**REQUIRED WORK**
Your answer should hold exactly the lines from the one with "Annotate the dodge" through the last line of the material below, nothing before and nothing extra.

**PROVIDED INFORMATION**
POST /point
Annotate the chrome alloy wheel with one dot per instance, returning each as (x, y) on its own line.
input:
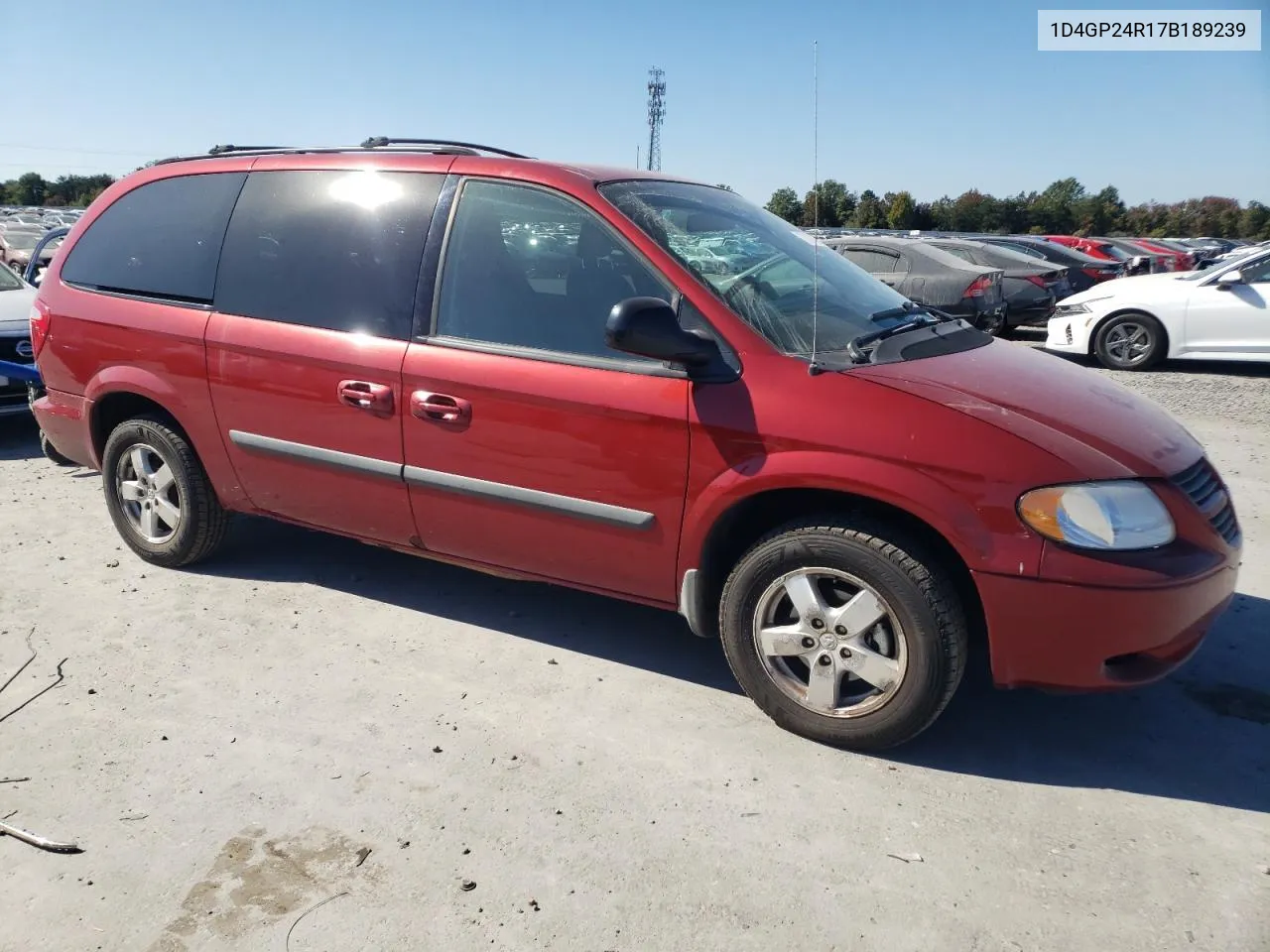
(1128, 343)
(829, 643)
(148, 494)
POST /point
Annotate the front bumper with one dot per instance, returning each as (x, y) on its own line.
(1069, 334)
(1080, 638)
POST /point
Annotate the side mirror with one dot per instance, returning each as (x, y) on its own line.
(648, 326)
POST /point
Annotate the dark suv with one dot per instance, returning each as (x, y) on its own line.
(636, 386)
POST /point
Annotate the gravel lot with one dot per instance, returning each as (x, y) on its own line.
(309, 719)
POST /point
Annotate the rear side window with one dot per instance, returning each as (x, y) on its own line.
(327, 249)
(160, 240)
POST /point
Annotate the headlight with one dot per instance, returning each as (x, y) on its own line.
(1110, 517)
(1069, 309)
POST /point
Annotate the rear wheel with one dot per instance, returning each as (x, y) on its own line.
(159, 495)
(843, 631)
(1130, 341)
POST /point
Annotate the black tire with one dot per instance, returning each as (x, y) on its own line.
(906, 578)
(1130, 341)
(50, 452)
(202, 521)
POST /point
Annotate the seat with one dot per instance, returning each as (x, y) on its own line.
(486, 295)
(592, 287)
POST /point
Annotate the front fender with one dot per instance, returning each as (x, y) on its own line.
(984, 532)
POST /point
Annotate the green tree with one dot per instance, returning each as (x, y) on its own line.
(869, 212)
(784, 204)
(902, 211)
(1255, 221)
(824, 203)
(28, 189)
(1101, 213)
(1053, 209)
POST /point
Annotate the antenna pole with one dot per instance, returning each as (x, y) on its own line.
(813, 368)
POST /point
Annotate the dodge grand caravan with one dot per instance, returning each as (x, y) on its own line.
(527, 368)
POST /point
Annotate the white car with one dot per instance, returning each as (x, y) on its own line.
(1130, 324)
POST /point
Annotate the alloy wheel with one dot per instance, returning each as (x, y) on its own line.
(1128, 343)
(830, 643)
(148, 493)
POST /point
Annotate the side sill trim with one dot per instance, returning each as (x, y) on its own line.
(532, 498)
(333, 458)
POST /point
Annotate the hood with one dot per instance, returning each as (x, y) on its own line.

**FINISHED EXERCISE**
Annotate the dodge grand caravan with one dot per instance, returning each as (x, y) on its own line.
(527, 368)
POST /point
Annotate the white car with one dot per instance, returning each as (x, y) on its own line.
(1130, 324)
POST /point
Annotate the alloy wheel with one dot per instance, returning each as (x, y) on its own line.
(1128, 343)
(830, 643)
(148, 493)
POST /point
Annotate the side sill trim with one dot per instance, returning each as (x, y) on its own line.
(532, 498)
(333, 458)
POST /point
Annotate the hood with one dot per instance, returning each as (x, y) on its own line.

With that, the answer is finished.